BOULDER MINING CORPORATION ("BDR")
BULLETIN TYPE: Regional Office Change
BULLETIN DATE: March 23, 2005
TSX Venture Tier 2 Company

Pursuant to Policy 1.2, TSX Venture Exchange has been advised of,
and accepted, the change of the Filing and Regional Office from
Toronto to Vancouver.
---------------------------------------------------------------------

CABO MINING ENTERPRISES CORP. ("CBE")
BULLETIN TYPE: Property-Asset Acquisition
BULLETIN DATE: March 23, 2005
TSX Venture Tier 2 Company

TSX Venture Exchange has accepted for filing documentation
pertaining to a Share Purchase Agreement (the 'Agreement'), between
Cabo Mining Enterprises Corp. (the 'Company'), and (3) three arms-
length parties (the 'Vendors'), whereby the Company has acquired a
100% interest in Advanced Drilling Ltd. - a private British
Columbia-based group of companies with 35 drill rigs engaged in
providing mineral exploration and geological drilling services.

The $3,000,000 purchase price will be satisfied by cash payments of
$1.35 million and the issuance of 1,833,333 common shares of the
Company at a deemed value of $0.90 per share.

For further details, please refer to the Company's news releases
dated December 6, 2004 and February 17, 2005.
---------------------------------------------------------------------

DISCOVERY CAPITAL CORPORATION ("DVY.Y")

Collection entries
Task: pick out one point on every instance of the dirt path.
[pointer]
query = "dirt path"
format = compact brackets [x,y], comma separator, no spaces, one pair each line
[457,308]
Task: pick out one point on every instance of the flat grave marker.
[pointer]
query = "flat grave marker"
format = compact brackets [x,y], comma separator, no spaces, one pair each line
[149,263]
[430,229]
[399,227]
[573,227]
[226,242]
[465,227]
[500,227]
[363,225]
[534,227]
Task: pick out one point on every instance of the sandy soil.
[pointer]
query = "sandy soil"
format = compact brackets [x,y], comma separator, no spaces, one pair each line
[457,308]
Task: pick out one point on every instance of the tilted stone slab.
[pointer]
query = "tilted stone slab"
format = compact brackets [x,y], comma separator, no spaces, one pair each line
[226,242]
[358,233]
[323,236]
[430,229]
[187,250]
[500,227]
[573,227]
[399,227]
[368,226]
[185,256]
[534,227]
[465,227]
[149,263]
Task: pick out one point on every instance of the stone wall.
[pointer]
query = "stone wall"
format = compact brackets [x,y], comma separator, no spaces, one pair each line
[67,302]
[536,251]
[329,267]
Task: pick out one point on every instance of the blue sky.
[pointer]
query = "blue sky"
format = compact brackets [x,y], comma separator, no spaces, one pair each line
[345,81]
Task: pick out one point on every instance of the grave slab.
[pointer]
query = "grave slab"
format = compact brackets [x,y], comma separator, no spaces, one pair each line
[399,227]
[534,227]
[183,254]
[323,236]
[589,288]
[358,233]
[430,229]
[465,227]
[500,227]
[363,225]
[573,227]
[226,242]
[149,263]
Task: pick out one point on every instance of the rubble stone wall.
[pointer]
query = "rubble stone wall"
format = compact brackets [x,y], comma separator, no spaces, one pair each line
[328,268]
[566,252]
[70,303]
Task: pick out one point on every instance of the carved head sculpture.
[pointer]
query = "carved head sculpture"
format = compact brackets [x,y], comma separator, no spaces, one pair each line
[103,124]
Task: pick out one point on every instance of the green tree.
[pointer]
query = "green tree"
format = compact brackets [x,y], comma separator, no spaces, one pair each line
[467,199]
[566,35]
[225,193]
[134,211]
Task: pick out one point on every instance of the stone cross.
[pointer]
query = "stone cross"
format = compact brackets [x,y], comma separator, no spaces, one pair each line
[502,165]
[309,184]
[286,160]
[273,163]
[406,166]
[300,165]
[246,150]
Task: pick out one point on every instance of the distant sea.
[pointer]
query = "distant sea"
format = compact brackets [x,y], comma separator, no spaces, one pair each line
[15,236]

> **Written task 1**:
Translate this sentence from the exchange bulletins into Spanish: "Pursuant to Policy 1.2, TSX Venture Exchange has been advised of, and accepted, the change of the Filing and Regional Office from Toronto to Vancouver."
> **Written task 2**:
Answer these questions from the exchange bulletins:
(a) To which city was Boulder Mining Corporation's Filing and Regional Office moved?
(b) How many drill rigs does Advanced Drilling Ltd. have?
(c) At what deemed value per share will Cabo Mining Enterprises Corp. issue its common shares?
> **Written task 3**:
List every trading symbol that appears in parentheses after a company name in the exchange bulletins.

> **Exercise response 1**:
De conformidad con la Política 1.2, TSX Venture Exchange ha sido informada del cambio de la Oficina de Presentación y Oficina Regional de Toronto a Vancouver, y lo ha aceptado.

> **Exercise response 2**:
(a) Vancouver
(b) 35
(c) $0.90 per share

> **Exercise response 3**:
BDR (Boulder Mining Corporation)
CBE (Cabo Mining Enterprises Corp.)
DVY.Y (Discovery Capital Corporation)